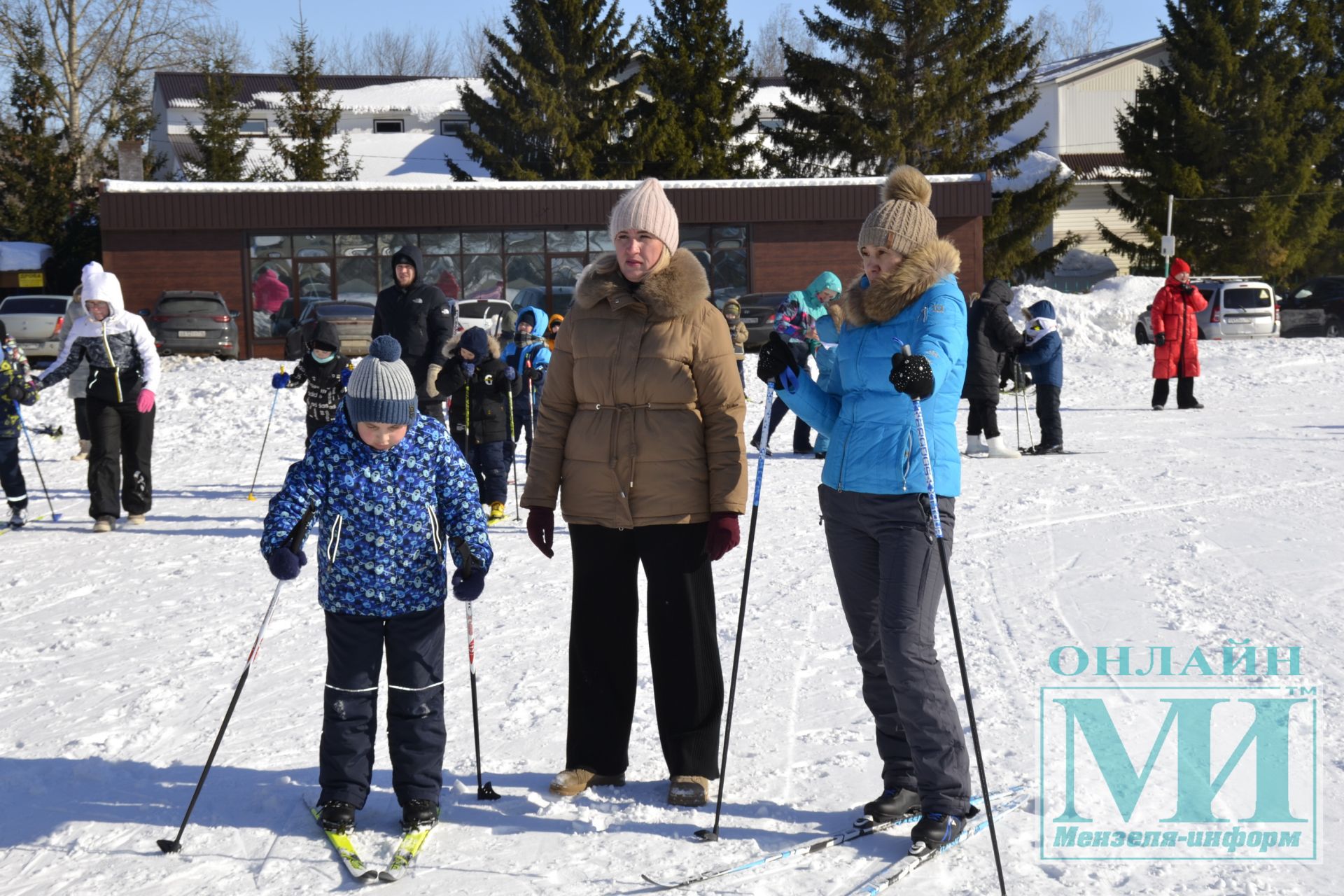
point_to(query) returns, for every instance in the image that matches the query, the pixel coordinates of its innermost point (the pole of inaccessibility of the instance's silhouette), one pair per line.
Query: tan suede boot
(575, 780)
(689, 790)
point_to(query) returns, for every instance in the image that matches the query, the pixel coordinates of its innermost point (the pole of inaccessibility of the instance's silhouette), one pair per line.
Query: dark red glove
(540, 528)
(723, 533)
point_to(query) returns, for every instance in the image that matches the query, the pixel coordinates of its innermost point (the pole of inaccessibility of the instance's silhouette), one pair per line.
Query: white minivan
(1238, 308)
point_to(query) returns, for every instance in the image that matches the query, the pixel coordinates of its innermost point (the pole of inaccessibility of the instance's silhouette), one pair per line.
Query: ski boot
(419, 813)
(892, 804)
(337, 817)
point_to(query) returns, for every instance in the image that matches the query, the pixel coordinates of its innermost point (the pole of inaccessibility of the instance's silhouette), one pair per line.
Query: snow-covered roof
(1069, 69)
(1034, 168)
(425, 99)
(447, 183)
(23, 255)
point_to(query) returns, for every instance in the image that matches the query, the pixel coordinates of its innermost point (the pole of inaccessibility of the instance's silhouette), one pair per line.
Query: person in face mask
(326, 371)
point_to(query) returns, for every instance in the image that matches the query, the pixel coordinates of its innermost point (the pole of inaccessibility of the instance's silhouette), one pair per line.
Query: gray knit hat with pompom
(902, 222)
(381, 388)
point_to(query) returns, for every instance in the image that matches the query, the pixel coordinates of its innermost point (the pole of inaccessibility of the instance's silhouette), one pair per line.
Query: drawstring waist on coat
(624, 426)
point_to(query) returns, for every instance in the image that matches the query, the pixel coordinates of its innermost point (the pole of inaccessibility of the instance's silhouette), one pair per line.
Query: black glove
(910, 374)
(776, 358)
(470, 578)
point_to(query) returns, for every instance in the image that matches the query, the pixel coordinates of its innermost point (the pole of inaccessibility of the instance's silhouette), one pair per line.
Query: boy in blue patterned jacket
(390, 493)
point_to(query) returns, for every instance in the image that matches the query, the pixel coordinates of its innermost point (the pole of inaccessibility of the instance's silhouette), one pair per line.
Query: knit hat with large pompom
(902, 222)
(381, 388)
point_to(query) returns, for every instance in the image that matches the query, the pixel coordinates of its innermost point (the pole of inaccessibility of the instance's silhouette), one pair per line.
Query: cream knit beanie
(902, 222)
(647, 207)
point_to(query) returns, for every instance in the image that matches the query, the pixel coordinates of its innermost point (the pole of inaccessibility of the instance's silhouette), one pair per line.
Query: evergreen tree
(307, 120)
(38, 167)
(220, 148)
(1237, 127)
(1322, 35)
(561, 96)
(933, 83)
(699, 118)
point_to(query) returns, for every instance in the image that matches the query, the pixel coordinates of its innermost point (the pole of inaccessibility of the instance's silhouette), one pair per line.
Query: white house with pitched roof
(1079, 101)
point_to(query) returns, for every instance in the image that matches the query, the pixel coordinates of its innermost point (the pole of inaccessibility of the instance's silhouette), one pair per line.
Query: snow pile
(23, 255)
(1101, 320)
(1079, 262)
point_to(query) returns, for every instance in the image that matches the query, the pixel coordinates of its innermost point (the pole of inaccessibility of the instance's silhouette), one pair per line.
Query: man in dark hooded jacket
(991, 336)
(422, 320)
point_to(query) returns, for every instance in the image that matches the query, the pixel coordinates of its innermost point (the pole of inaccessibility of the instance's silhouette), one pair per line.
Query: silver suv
(1238, 308)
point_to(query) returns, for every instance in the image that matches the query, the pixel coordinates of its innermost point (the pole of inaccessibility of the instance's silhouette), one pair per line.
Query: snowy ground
(118, 653)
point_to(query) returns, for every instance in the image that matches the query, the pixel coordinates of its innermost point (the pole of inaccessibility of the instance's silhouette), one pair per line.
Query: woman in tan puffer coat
(640, 435)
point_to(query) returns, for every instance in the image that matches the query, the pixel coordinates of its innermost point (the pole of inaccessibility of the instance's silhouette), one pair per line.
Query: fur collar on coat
(670, 293)
(891, 295)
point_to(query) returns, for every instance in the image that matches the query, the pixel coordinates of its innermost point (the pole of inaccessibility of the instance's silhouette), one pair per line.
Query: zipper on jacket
(844, 449)
(112, 362)
(334, 539)
(433, 530)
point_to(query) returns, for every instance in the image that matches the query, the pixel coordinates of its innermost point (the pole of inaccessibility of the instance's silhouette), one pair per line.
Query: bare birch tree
(96, 46)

__Exercise prompt__
What is needed is an exact repeat of the records, with every picture left out.

__Your response__
point_to(query) returns, for every instance in the image that matches the query, the pixel coordinates of its innermost point (the pole of inaccessibility of the instance's silhouette), one pair per line.
Query: tan suede boot
(575, 780)
(689, 790)
point_to(query) returns, for every instance in the image that matches the query, the pixel coordinates of its innermost point (the pole of inaccessibility of the instance's silhouette), one pair per line.
Query: dark red glove
(540, 528)
(723, 533)
point_to(query) returns, for every instance in the image that matches the query, the pixel coordinates of its innermost point (the pole of inaccessibility of the instance's silhouette), one pair per line.
Query: white minivan
(1238, 308)
point_to(query) returns, for every instance in the image that matches the query, the pixel coordinates of its innermost point (the pole of inaccessibility of the instance's silhouette), one pair per line.
Query: ski boot
(419, 813)
(892, 804)
(337, 817)
point_to(query) returns, for every instance in the image that matches the query, the pixel coordinates of its innermost point (the pole of inaccessibility of the instance's silhouette), one pair per line.
Query: snow-covered roof
(1069, 69)
(1034, 168)
(425, 99)
(447, 183)
(23, 255)
point_to(query) returns, for every instance in the image that matches the query, the pixel coordinates of its innermost point (the pole of inaccessibility of the instance's silhouette), one pair per line.
Query: person in face mask
(326, 371)
point_to(query) returns, for every instance in the image that matches the query, the pixel coordinates of its innermost point (the pole of inaccessibility of the instance's silhouette), one pair per line.
Query: gray knit hat with pompom
(902, 222)
(381, 388)
point_to(query) returns, for every instance in the image that matches the query, the pixel coordinates of its innermost point (the pole of inaccessibility of the instance's silhouette), one pair per line.
Query: drawstring waist on coat
(624, 426)
point_to(query) returns, for every instance in the image that matches the query, the pixel coordinates of its innermost point (the pole of inaccessibility of the instance's silhouette), one pair per line.
Query: black glove
(910, 374)
(776, 358)
(470, 578)
point_to(query) returns, for every instance in the image that matches the query, the pixel coordinates of its innermost point (the pole of inaccessibility of the instance's silhouette), one pair per line.
Query: boy in blue patterned jacket
(390, 493)
point_to(query) returns, for every instance in the image that matches the query, the pixel coordinates of its innermost point (the pole of inaccessibility of the instance's silhouette), one pair per line.
Query: knit hat with large pompom
(902, 222)
(381, 388)
point_to(query) returns, for every instance in the image that matches the query, the pixel coordinates of its innermost point (the pole of inaccessibility of the instance's silhouette), one pair per line.
Query: cream knit beanie
(902, 222)
(647, 207)
point_to(query) returns, for every instance in the image that matches the query, the pixel coordinates of its innermost point (the pole of inaccessibility of the instance's silhouette), one pair per line.
Query: evergreen tree
(307, 120)
(38, 167)
(220, 148)
(1237, 127)
(1322, 35)
(561, 96)
(933, 83)
(699, 118)
point_to(query) returns, for every instance in the image that matches the query, the pixel coordinates of its innermost point (the pole of inaccessibility of the instance's silhouette), one pair per line.
Query: white house with pitched roof
(1079, 101)
point_to(query) returns, for every instance in the image that matches the query, the pixel coordinates of its innermost point (the pole of inaccessibility of the instance's silhouette), one pair per line.
Query: snow pile
(23, 255)
(1101, 320)
(1079, 262)
point_to(query) returns, for every instance in the image that matches the query, the pixel coordinates of its innermost point (the pole of inaccessibility of the instance's silhouette), one pair per line.
Query: man in dark hooded jacket
(991, 336)
(422, 320)
point_to(query) returns, for every instance in the image that matches the query, the pixel coordinates of its innermost point (the pole of inaccessibility of the instance's silhouette), one pair per line.
Query: silver suv
(1238, 308)
point_to(query) returns, for every instance in the image that matches the query, the pixel coordinates of its innermost point (the pole of inaccessibility of the instance's silhouette), one pair per line.
Query: snowy ground
(118, 653)
point_to(query) returns, for every instance in the image that matches the query, the pixel coordinates of its innermost point (the pole of inaccessibility of the instance's silhouette), one pair per line.
Query: woman in tan puffer coat
(640, 435)
point_to(query) returns, for every instance in the image that matches the query, the pixel coordinates of its innermost point (the pole of inaccessibility of the instance's silhouette), one pair per line.
Query: fur collar on coat
(670, 293)
(891, 295)
point_to(query) returns, for every instance in the image that matches the query, the pixel coordinates of its innermost point (the pole of inaccessibility of the instance's silhouette), one pair per line.
Query: zipper on jacket
(844, 449)
(112, 362)
(334, 539)
(433, 530)
point_to(query) returns, for every instance in the image that matches the query, the pixel coordinates of its innermost point (the pole of inaccessibility of the instance's silhouette), one pair per line.
Query: bare birch tree
(96, 46)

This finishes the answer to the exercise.